(EXERCISE): Copy every entry as is. Leave images out.

(Saved entries):

————————

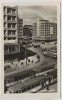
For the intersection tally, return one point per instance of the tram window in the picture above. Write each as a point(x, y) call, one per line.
point(33, 85)
point(19, 91)
point(20, 77)
point(24, 89)
point(29, 87)
point(38, 83)
point(24, 76)
point(16, 91)
point(27, 75)
point(10, 91)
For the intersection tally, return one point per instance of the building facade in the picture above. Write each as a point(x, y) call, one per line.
point(10, 15)
point(20, 29)
point(28, 30)
point(10, 23)
point(44, 30)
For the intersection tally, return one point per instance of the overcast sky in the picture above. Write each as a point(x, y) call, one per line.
point(30, 13)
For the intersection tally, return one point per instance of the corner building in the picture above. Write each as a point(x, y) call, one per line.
point(10, 16)
point(43, 30)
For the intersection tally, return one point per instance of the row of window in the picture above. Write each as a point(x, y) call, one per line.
point(28, 88)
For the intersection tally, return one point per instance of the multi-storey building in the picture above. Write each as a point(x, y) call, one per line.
point(20, 29)
point(43, 30)
point(27, 33)
point(10, 30)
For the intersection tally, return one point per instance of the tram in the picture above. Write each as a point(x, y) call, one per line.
point(35, 84)
point(21, 76)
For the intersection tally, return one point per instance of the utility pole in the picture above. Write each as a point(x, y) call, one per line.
point(26, 54)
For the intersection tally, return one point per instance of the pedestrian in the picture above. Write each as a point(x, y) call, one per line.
point(32, 60)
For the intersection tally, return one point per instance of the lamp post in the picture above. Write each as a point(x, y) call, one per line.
point(26, 53)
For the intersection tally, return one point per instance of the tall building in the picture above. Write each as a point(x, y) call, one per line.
point(43, 30)
point(10, 15)
point(28, 30)
point(10, 23)
point(20, 29)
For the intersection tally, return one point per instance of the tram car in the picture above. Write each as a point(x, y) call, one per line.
point(19, 76)
point(35, 84)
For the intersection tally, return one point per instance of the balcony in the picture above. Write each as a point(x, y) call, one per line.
point(12, 14)
point(12, 21)
point(12, 35)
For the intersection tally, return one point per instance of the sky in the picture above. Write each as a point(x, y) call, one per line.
point(30, 13)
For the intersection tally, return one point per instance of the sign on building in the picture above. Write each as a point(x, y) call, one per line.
point(51, 30)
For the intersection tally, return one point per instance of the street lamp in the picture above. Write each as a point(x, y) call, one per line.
point(26, 53)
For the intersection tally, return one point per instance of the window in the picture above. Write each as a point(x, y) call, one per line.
point(24, 89)
point(9, 18)
point(9, 11)
point(13, 11)
point(13, 49)
point(13, 18)
point(29, 87)
point(9, 49)
point(19, 91)
point(13, 25)
point(16, 91)
point(38, 83)
point(33, 85)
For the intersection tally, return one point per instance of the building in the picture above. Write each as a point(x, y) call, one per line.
point(20, 29)
point(27, 33)
point(28, 30)
point(10, 16)
point(43, 30)
point(10, 23)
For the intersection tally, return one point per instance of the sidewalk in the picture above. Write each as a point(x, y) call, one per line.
point(52, 88)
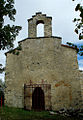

————————

(YOUR RESPONSE):
For the intersection tally, return one point per instance of the tram window in the picture above. Write each as a point(x, y) call, one per line.
point(33, 85)
point(19, 91)
point(20, 77)
point(24, 89)
point(29, 87)
point(38, 83)
point(24, 76)
point(16, 91)
point(27, 75)
point(10, 91)
For the intersection tally, return one point per instance of the building facade in the picture above. Write each as a point(x, y) call, one per line.
point(10, 15)
point(20, 29)
point(28, 30)
point(10, 23)
point(44, 30)
For the intersection tally, return one point per instance of the overcast sky in the picture above. Write each as a point(x, y) call, one per line.
point(30, 13)
For the intersection tally, return one point per instance of the corner building in the picture above. Write each as a point(x, y) call, one per line.
point(10, 16)
point(43, 30)
For the intersection tally, return one point per instance of the row of window in the picture above. Write each as a point(x, y) call, one per line.
point(28, 88)
For the intersection tally, return one point per instance of the multi-storey building in the picture above. Write each as a point(x, y) call, one per line.
point(20, 29)
point(43, 30)
point(27, 33)
point(10, 30)
For the intersection tally, return one point per instance of the tram in the picture above. Write each as a point(x, y) call, one per line.
point(35, 84)
point(21, 76)
For the intersection tally, return one point per instance of the utility pole in the picture above. Write each as a point(x, y) call, one per line.
point(26, 54)
For the intersection tally, return one point per instance of the pedestrian in the picture above. Write each as a point(x, y) call, one per line.
point(32, 60)
For the intersection tally, return one point per instance of the lamp post in the picture above. Write each as a point(x, y) call, one per line.
point(26, 53)
For the intersection tally, return one point per instance of the tall building in the picture above. Write each as a point(x, y) call, one per line.
point(43, 30)
point(10, 15)
point(28, 30)
point(10, 23)
point(20, 29)
For the intersection tally, return one point per instance of the tram car in the picture above. Write each as a point(x, y) call, one per line.
point(19, 76)
point(35, 84)
For the intersection tally, return one point per instance of the balcony in the picture above. Write each as a point(x, y) call, one per line.
point(12, 14)
point(12, 21)
point(12, 35)
For the intersection tally, return one point per instance of the sky in the picture above. Write each as a point(x, y) call, one per line.
point(30, 13)
For the intersection tally, return one point per instance of the sign on building in the picture above. Write each as a point(x, y) call, one per line.
point(51, 30)
For the intersection tally, return one point per instance of the street lamp in the picture above. Write each as a point(x, y) call, one per line.
point(26, 53)
For the intersection tally, return one point per instance of the window in the picture above. Write each as a point(x, y) call, one per line.
point(24, 89)
point(9, 18)
point(9, 11)
point(13, 11)
point(13, 49)
point(13, 18)
point(29, 87)
point(9, 49)
point(19, 91)
point(13, 25)
point(16, 91)
point(38, 83)
point(33, 85)
For the intersection tally, return one point per instance of the building in the picture above. Write each as a point(x, y) call, one per line.
point(20, 29)
point(27, 33)
point(28, 30)
point(10, 16)
point(43, 30)
point(10, 23)
For the intersection tally, return one point per instance of the sidewalk in the picture above. Write each as a point(x, y) call, one per line.
point(52, 88)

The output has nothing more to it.